Items from a labeling collection
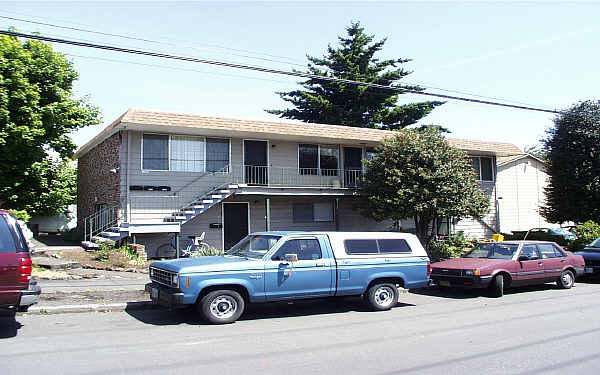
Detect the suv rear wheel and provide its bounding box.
[197,289,245,324]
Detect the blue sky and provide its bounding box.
[0,1,600,147]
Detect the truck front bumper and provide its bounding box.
[19,280,42,307]
[144,283,186,309]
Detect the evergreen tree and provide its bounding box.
[542,101,600,223]
[267,22,443,130]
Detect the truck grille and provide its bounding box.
[431,268,464,276]
[150,267,176,286]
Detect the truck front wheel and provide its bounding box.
[365,283,398,311]
[197,290,245,324]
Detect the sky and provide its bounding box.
[0,1,600,148]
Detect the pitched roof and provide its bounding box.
[75,109,523,158]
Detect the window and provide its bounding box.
[471,156,494,181]
[142,134,169,171]
[537,243,565,259]
[206,138,229,172]
[298,144,340,176]
[344,240,379,254]
[171,135,204,172]
[271,238,323,260]
[142,134,229,172]
[292,202,334,223]
[344,238,412,254]
[377,239,412,253]
[521,245,540,260]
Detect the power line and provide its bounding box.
[0,16,305,67]
[0,10,556,113]
[0,30,561,114]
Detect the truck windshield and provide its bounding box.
[225,234,281,259]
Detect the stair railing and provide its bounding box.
[83,205,121,241]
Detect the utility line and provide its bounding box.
[0,15,305,67]
[0,10,556,107]
[0,30,561,114]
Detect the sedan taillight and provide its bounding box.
[19,257,33,283]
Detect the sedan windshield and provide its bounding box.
[225,235,281,259]
[464,243,519,260]
[588,238,600,248]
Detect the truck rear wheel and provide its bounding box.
[197,289,245,324]
[365,283,398,311]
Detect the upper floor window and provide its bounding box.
[298,144,340,176]
[471,156,494,181]
[142,134,229,172]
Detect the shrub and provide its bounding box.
[8,210,31,223]
[569,220,600,251]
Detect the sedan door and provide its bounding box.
[513,244,544,285]
[537,243,568,281]
[265,237,335,301]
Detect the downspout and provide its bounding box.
[125,128,131,224]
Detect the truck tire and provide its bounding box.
[197,289,245,324]
[365,283,398,311]
[489,275,504,298]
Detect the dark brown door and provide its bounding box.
[223,203,248,250]
[344,147,362,187]
[244,141,269,185]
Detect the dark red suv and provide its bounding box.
[0,210,32,311]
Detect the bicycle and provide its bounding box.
[156,232,211,258]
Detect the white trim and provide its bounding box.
[221,201,252,251]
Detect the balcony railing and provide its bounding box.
[129,165,363,220]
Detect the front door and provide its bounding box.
[265,237,335,301]
[223,203,249,250]
[514,244,544,285]
[344,147,362,187]
[244,140,269,185]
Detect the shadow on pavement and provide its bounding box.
[0,311,23,339]
[125,297,414,325]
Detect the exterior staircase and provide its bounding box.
[164,183,248,224]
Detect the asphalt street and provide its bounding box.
[0,282,600,375]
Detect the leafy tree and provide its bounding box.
[267,22,443,129]
[542,101,600,223]
[360,129,490,245]
[0,36,99,214]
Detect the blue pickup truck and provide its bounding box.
[146,232,431,324]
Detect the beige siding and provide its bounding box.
[498,157,550,232]
[454,182,498,238]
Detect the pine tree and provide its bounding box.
[267,22,443,130]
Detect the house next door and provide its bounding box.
[244,140,269,185]
[344,147,362,187]
[223,203,248,250]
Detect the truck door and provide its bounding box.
[265,236,335,301]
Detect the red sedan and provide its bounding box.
[431,241,585,297]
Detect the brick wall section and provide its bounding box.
[77,133,121,230]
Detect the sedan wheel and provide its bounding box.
[556,270,575,289]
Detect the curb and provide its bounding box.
[17,301,157,316]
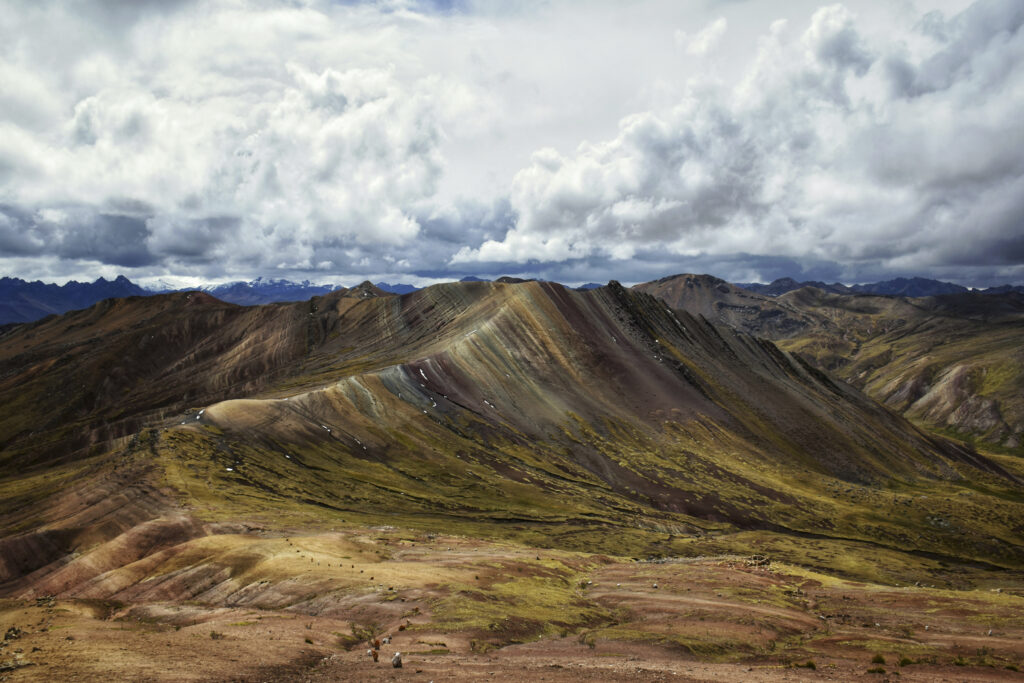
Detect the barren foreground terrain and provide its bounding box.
[0,528,1024,682]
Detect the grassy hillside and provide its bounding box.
[636,275,1024,453]
[0,282,1024,678]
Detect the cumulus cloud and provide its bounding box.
[453,0,1024,286]
[0,0,1024,284]
[676,16,729,55]
[0,3,491,280]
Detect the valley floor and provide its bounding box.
[0,529,1024,682]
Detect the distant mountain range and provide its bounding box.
[0,275,1024,325]
[734,278,1024,298]
[633,273,1024,449]
[0,275,153,325]
[0,275,419,325]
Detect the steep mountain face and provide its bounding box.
[850,278,968,297]
[735,278,852,296]
[0,282,1024,597]
[736,278,966,297]
[635,275,1024,447]
[0,275,148,325]
[204,278,338,306]
[633,274,820,339]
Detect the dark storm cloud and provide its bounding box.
[0,0,1024,284]
[53,214,156,268]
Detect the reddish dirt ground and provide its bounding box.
[0,542,1024,683]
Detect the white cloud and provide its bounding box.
[456,0,1024,282]
[676,16,729,56]
[0,0,1024,280]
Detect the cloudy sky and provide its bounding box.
[0,0,1024,286]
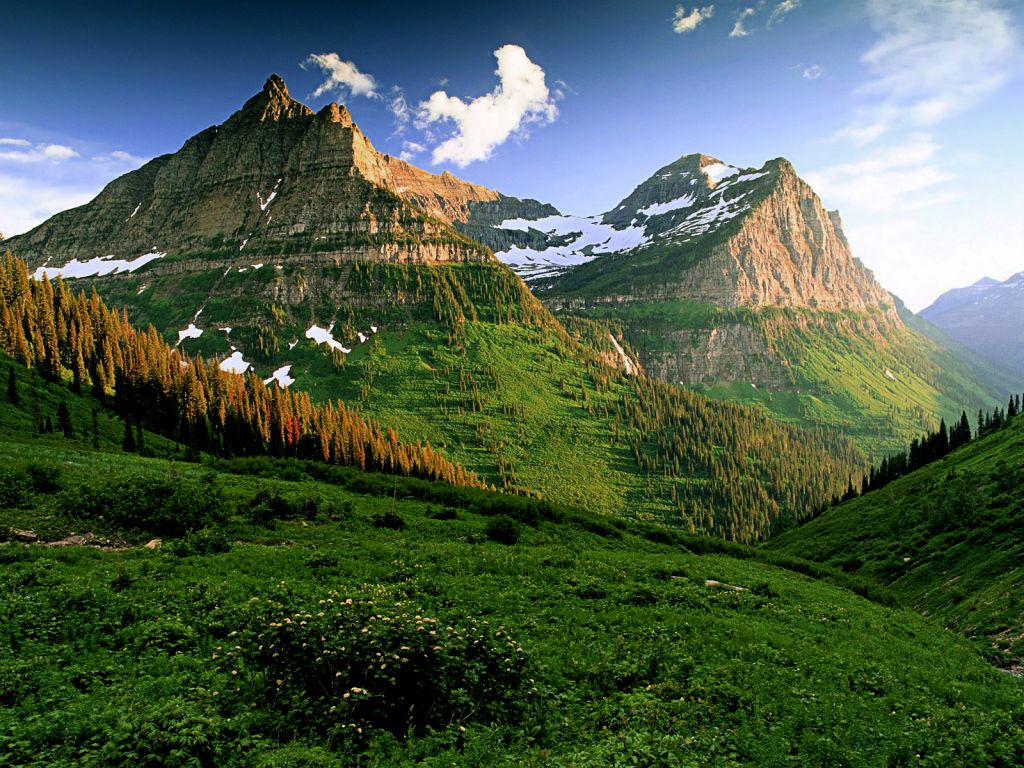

### Exercise task
Reproduce the listing starting at its first line and ending at the line that contains "[197,290,245,324]", keeping the requests and adding 11 to every bounding box coordinate. Leave the pictures out of your answer.

### Solution below
Detect the suv rear wheel and provide its bounding box.
[208,300,256,335]
Detect the blue sky and provide its bounding box.
[11,12,611,158]
Detect the truck front bumper and provide its bounding box.
[30,291,53,318]
[155,294,197,320]
Detect the evergreen tree and provide its bounding box.
[553,112,611,234]
[278,33,454,141]
Detect the truck grille and provide its bounding box.
[442,279,475,287]
[161,278,187,297]
Detect the truck front wheel and provide its bounding box.
[376,294,409,322]
[208,301,256,335]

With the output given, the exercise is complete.